*** Information given ***
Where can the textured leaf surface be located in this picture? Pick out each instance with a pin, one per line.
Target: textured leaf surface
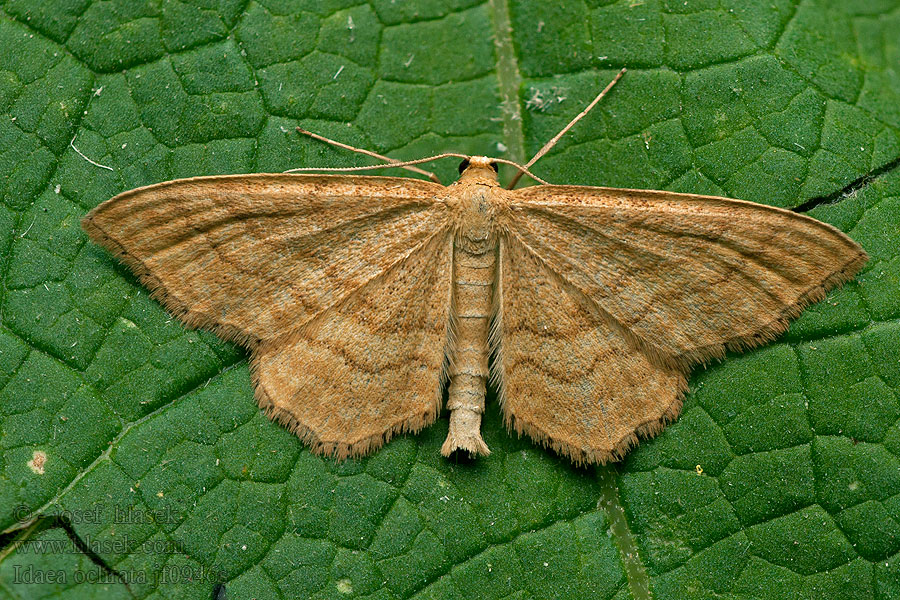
(780, 479)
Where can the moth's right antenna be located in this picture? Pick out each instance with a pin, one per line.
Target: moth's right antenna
(555, 139)
(390, 161)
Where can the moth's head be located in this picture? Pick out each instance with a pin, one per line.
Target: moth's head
(478, 169)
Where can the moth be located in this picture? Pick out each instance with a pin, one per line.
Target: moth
(361, 297)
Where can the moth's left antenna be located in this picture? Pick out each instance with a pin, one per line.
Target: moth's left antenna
(556, 137)
(386, 159)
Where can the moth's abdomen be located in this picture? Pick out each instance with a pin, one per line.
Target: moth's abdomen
(473, 280)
***
» **Problem**:
Set down exactly the lines of the listing above, from the line holding "Where can the moth's left" through its last line, with nothing added.

» **Output of the task**:
Where can the moth's left antenna be located in this picture? Pick out each instance with a pin, one per line.
Target: moth's left antenna
(556, 137)
(386, 159)
Where can the moth's abdomen be located in this picture? Pick out each instance with a pin, one per line.
Target: moth's abdomen
(473, 280)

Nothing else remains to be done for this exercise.